▶ **Work required**: An exact, line-by-line copy is needed, beginning at the line with "of the trouser" and ending at the last line of the listing below.

▶ **Raw data**:
□ □ □ □ □ □ □
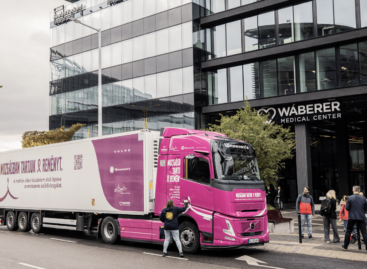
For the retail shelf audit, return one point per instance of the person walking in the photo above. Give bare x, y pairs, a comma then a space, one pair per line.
169, 216
357, 206
279, 198
330, 218
306, 208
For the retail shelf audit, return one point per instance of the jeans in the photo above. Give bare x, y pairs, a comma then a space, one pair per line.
362, 227
327, 222
309, 224
175, 234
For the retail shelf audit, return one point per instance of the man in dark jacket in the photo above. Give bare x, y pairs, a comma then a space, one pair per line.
356, 206
169, 216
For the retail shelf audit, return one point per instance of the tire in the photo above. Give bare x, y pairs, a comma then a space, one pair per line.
189, 237
23, 222
36, 223
109, 230
11, 222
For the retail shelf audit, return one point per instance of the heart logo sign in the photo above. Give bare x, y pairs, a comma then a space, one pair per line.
267, 111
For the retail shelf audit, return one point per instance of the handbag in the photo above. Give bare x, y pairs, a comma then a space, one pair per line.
161, 233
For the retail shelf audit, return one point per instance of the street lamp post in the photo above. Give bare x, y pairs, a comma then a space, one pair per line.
99, 74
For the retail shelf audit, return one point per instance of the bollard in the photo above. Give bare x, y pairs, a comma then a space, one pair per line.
299, 228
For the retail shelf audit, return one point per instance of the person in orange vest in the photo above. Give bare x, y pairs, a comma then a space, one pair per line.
306, 208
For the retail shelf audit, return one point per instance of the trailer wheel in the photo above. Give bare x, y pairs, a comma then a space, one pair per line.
189, 237
11, 221
36, 223
109, 230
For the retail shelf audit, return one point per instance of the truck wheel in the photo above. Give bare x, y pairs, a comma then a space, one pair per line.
109, 230
36, 223
11, 221
23, 222
189, 236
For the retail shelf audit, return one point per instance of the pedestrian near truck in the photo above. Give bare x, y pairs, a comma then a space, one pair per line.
357, 206
169, 216
306, 208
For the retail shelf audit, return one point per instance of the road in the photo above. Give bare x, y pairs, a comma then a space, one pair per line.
64, 249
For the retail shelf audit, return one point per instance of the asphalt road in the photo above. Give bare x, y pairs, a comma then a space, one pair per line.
46, 251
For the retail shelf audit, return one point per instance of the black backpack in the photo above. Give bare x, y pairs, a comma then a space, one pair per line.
325, 207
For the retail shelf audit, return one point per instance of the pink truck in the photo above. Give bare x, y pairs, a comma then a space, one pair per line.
116, 187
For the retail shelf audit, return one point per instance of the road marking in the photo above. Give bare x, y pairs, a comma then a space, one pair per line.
63, 240
32, 266
254, 262
166, 256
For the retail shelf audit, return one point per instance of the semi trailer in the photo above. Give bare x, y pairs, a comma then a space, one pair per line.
116, 186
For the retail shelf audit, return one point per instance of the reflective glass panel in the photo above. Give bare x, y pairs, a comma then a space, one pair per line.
325, 17
303, 21
251, 34
326, 69
234, 44
285, 25
267, 30
349, 65
307, 71
286, 75
236, 83
269, 69
345, 15
251, 81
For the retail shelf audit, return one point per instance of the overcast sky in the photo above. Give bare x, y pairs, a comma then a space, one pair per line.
24, 68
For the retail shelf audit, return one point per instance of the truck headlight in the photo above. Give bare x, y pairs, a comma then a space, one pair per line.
230, 230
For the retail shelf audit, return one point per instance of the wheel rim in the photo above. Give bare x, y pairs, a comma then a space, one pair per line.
187, 237
109, 230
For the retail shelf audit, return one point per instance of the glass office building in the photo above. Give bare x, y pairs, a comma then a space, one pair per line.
184, 62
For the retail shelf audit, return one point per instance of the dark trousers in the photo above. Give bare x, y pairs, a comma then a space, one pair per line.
361, 224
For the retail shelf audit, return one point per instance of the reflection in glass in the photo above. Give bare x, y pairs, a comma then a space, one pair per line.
325, 17
236, 83
269, 70
326, 69
267, 30
345, 15
251, 81
285, 25
234, 45
363, 61
286, 75
251, 34
307, 71
303, 21
349, 66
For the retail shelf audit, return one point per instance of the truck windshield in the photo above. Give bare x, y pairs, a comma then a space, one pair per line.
234, 160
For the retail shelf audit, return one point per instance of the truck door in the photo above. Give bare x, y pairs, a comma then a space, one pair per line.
195, 182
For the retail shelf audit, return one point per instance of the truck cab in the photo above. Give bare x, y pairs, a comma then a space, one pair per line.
220, 178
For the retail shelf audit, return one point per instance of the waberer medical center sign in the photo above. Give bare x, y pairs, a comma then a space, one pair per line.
298, 113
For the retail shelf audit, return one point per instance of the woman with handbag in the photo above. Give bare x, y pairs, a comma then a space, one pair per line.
169, 216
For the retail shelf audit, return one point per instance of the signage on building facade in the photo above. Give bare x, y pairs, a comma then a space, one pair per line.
61, 16
303, 113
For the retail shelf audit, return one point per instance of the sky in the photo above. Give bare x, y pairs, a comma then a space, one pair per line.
24, 68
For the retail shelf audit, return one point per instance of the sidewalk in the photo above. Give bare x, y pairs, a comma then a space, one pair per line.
289, 243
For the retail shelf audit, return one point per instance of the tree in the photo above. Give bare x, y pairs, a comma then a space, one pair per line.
273, 143
35, 138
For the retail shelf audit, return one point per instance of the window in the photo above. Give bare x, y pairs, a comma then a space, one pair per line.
285, 25
307, 70
303, 21
251, 34
326, 69
197, 169
267, 30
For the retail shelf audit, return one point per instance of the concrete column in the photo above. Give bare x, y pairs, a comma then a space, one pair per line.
303, 157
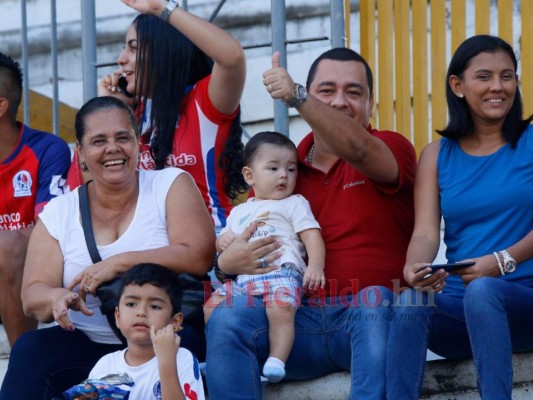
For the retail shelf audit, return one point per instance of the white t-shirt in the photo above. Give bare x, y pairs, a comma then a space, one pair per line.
146, 376
147, 230
283, 218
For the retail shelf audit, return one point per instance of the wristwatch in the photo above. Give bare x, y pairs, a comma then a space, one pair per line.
509, 263
221, 276
172, 4
300, 96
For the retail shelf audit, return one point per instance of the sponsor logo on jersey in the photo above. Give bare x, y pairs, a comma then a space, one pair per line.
157, 390
173, 160
22, 184
58, 186
352, 184
180, 160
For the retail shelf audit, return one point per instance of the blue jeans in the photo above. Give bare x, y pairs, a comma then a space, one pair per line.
45, 362
349, 335
495, 316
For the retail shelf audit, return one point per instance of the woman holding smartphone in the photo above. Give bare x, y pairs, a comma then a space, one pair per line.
184, 78
479, 177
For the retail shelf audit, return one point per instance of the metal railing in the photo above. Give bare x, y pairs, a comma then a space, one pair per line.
90, 62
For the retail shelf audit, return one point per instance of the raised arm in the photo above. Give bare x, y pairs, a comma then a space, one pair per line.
335, 127
229, 72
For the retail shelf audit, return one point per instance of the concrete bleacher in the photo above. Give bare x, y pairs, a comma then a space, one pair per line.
444, 380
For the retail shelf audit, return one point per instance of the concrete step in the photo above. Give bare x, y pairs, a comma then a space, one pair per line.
444, 380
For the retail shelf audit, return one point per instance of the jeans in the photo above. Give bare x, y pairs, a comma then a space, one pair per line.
341, 334
493, 320
45, 362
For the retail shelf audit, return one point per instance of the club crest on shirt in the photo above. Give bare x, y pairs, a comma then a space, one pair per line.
22, 184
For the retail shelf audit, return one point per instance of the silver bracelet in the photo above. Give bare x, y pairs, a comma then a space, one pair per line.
171, 6
500, 265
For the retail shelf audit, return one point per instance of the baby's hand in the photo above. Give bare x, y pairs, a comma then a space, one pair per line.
166, 343
225, 240
314, 277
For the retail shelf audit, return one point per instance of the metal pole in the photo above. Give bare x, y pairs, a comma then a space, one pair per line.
55, 80
88, 44
281, 113
338, 31
25, 64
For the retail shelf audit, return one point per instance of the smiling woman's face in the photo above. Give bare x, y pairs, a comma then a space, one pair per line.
127, 59
109, 146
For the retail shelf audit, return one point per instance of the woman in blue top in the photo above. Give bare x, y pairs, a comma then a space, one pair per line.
479, 178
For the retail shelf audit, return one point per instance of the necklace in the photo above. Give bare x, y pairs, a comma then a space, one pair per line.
310, 154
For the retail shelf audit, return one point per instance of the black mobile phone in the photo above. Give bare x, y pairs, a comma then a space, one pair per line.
448, 267
122, 85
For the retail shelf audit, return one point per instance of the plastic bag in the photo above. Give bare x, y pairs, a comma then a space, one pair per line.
101, 389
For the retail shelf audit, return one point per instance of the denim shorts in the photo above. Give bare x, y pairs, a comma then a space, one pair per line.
282, 287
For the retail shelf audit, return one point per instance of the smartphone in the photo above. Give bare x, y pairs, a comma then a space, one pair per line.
122, 85
448, 267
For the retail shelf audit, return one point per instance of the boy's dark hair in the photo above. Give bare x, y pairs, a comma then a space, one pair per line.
10, 83
341, 54
157, 275
260, 138
460, 119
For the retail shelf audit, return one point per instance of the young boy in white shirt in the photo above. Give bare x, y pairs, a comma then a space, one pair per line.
148, 315
270, 168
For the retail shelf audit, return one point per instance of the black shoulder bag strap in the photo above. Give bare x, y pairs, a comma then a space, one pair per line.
87, 224
93, 250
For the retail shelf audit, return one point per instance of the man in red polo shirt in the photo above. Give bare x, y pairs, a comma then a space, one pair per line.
33, 167
359, 182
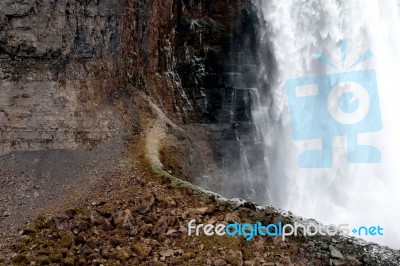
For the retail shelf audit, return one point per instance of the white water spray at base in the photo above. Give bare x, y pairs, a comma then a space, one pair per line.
357, 194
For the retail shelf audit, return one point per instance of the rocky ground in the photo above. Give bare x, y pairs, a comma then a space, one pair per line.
133, 216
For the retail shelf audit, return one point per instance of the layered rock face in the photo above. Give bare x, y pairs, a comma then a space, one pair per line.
56, 60
69, 71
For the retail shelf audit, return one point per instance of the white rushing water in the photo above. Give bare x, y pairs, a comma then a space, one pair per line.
355, 194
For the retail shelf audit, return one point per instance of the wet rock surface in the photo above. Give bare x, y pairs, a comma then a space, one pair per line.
142, 220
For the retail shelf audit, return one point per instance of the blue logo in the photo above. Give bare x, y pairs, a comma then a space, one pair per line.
340, 104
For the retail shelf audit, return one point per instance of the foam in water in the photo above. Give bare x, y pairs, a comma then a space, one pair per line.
357, 194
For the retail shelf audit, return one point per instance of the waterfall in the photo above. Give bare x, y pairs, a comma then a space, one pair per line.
347, 193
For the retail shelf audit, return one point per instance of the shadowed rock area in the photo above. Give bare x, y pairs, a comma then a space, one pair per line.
107, 108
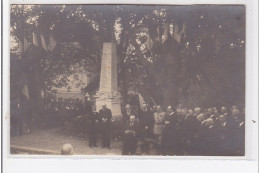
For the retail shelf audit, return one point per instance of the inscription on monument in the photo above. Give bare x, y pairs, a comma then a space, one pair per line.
108, 93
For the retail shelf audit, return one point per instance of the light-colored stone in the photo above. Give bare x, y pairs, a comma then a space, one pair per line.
108, 91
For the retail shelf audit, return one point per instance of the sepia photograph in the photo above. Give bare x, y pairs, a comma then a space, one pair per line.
139, 80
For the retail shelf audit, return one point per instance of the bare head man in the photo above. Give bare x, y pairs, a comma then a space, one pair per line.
94, 108
144, 106
127, 106
104, 106
159, 108
169, 110
132, 119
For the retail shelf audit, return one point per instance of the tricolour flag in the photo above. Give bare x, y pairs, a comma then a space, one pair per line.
25, 44
52, 43
35, 40
25, 91
44, 46
149, 42
165, 33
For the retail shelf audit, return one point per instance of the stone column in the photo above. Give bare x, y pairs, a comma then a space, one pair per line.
108, 91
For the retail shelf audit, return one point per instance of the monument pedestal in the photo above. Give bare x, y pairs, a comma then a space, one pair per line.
108, 89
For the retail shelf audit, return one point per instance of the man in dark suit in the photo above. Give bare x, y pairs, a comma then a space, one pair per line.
128, 112
130, 136
105, 115
146, 128
94, 121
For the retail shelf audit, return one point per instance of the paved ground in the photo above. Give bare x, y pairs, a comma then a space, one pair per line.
52, 139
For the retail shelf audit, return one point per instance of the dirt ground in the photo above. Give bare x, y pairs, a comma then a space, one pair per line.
52, 139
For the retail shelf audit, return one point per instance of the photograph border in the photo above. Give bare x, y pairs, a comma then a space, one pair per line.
251, 152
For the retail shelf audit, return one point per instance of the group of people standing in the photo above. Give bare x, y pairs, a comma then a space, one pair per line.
179, 131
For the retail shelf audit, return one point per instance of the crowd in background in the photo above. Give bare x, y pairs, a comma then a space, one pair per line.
183, 131
173, 131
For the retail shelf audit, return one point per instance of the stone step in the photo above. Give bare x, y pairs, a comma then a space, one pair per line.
28, 150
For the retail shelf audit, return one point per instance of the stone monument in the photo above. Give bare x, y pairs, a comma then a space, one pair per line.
108, 91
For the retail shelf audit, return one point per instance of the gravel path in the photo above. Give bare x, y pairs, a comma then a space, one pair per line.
52, 140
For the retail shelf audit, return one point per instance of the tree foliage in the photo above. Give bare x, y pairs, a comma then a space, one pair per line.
197, 55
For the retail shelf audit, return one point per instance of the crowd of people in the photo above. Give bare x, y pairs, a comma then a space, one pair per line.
150, 130
179, 131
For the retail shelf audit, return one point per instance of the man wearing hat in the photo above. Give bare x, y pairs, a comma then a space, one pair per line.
146, 127
128, 112
130, 136
93, 126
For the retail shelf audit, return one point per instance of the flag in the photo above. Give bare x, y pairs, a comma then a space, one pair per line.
25, 44
35, 40
141, 99
52, 43
20, 47
25, 91
166, 32
149, 42
43, 43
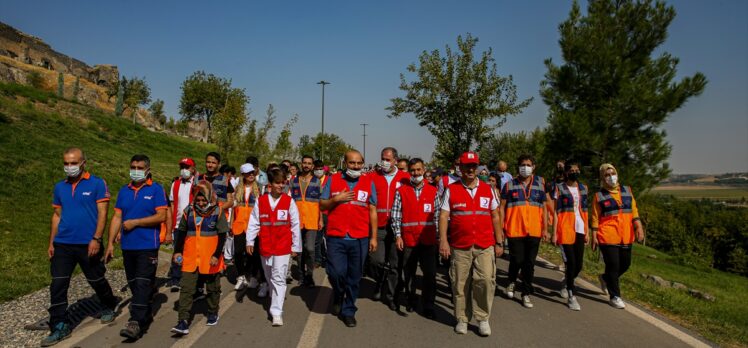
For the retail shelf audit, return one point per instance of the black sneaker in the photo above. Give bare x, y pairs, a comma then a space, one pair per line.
182, 328
131, 330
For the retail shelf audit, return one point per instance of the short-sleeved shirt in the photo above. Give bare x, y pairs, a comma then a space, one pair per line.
138, 203
79, 211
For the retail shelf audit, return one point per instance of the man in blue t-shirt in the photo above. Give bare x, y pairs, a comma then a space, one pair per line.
138, 214
80, 205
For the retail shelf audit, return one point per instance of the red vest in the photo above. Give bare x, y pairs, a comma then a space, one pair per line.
351, 217
275, 226
470, 221
418, 215
386, 194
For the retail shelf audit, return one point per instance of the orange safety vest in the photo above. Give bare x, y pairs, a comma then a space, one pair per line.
351, 217
566, 224
470, 222
242, 213
275, 226
524, 208
307, 201
417, 225
386, 194
615, 224
201, 243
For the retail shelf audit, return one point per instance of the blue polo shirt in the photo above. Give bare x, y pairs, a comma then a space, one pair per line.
78, 203
138, 203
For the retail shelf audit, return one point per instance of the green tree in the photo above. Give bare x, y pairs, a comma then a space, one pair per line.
157, 112
458, 97
228, 123
327, 147
611, 96
203, 95
60, 85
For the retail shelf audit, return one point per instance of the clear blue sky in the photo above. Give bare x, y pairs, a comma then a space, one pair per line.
277, 50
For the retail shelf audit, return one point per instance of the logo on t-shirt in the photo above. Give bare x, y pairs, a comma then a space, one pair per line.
282, 215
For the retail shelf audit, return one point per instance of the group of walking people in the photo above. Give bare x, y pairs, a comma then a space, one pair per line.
385, 223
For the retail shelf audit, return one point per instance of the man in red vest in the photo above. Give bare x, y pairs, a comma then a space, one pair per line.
386, 180
470, 211
351, 231
413, 224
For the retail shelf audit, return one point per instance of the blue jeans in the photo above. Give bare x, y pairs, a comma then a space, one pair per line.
345, 267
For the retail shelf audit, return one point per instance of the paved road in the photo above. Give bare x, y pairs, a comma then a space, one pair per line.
308, 324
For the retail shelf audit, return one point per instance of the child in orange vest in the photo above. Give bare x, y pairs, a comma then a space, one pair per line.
275, 221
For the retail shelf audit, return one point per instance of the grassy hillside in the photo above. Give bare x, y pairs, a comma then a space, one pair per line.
724, 321
35, 127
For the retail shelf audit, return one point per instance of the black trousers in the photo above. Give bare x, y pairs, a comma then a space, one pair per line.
140, 270
617, 261
63, 262
524, 250
384, 263
411, 257
574, 259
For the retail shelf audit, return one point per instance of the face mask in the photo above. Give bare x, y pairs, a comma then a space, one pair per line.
72, 171
416, 179
612, 180
385, 165
137, 175
525, 171
353, 174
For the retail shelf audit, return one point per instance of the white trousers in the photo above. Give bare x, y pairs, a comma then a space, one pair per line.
275, 271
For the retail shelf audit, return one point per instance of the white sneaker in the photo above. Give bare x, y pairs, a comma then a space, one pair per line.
573, 303
461, 328
526, 301
617, 302
240, 283
483, 328
263, 292
510, 290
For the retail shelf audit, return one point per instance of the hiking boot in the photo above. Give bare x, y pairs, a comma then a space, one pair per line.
182, 327
60, 332
107, 316
573, 303
131, 330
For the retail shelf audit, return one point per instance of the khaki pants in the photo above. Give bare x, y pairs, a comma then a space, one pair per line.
473, 273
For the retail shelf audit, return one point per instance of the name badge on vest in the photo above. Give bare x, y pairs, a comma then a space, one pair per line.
362, 196
282, 215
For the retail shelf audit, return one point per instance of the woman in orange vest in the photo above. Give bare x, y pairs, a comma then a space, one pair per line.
245, 197
570, 231
614, 223
275, 221
199, 249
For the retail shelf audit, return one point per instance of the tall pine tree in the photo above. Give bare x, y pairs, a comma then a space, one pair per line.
611, 96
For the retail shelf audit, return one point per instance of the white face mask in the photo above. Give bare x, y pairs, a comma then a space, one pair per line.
354, 174
612, 180
138, 175
525, 171
386, 166
72, 171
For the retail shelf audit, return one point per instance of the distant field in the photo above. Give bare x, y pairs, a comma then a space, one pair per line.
703, 191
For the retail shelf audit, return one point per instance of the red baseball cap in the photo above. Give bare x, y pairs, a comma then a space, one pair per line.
187, 161
469, 158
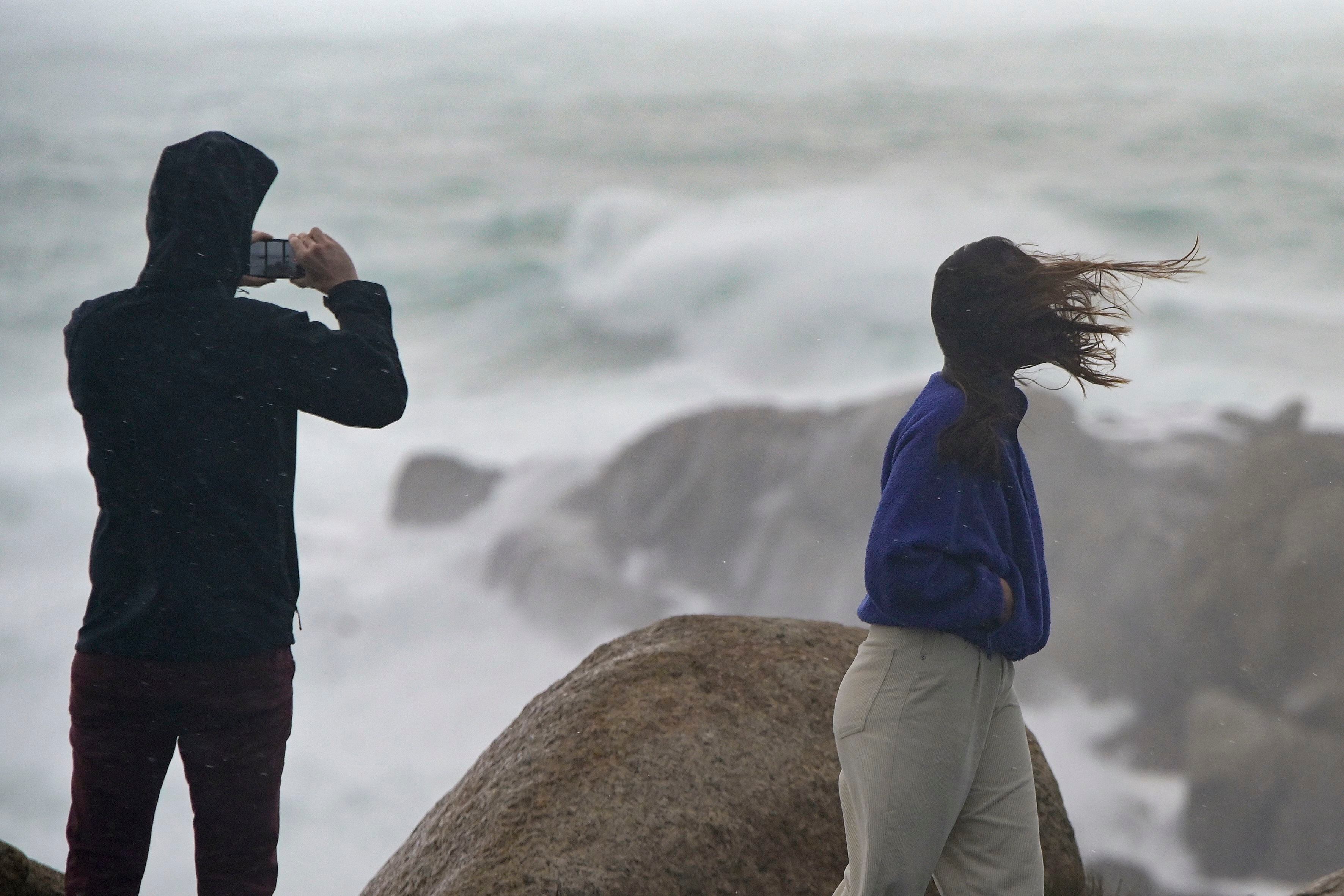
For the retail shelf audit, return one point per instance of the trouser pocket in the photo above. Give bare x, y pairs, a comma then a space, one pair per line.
866, 678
□ □ □ □ □ □ □
▶ **Result for this task**:
For the retail shelf audit, return one point per instance of the trouser pocket in the photo above. Give bare x, y pairs, a comma then a space, one pair per line.
866, 678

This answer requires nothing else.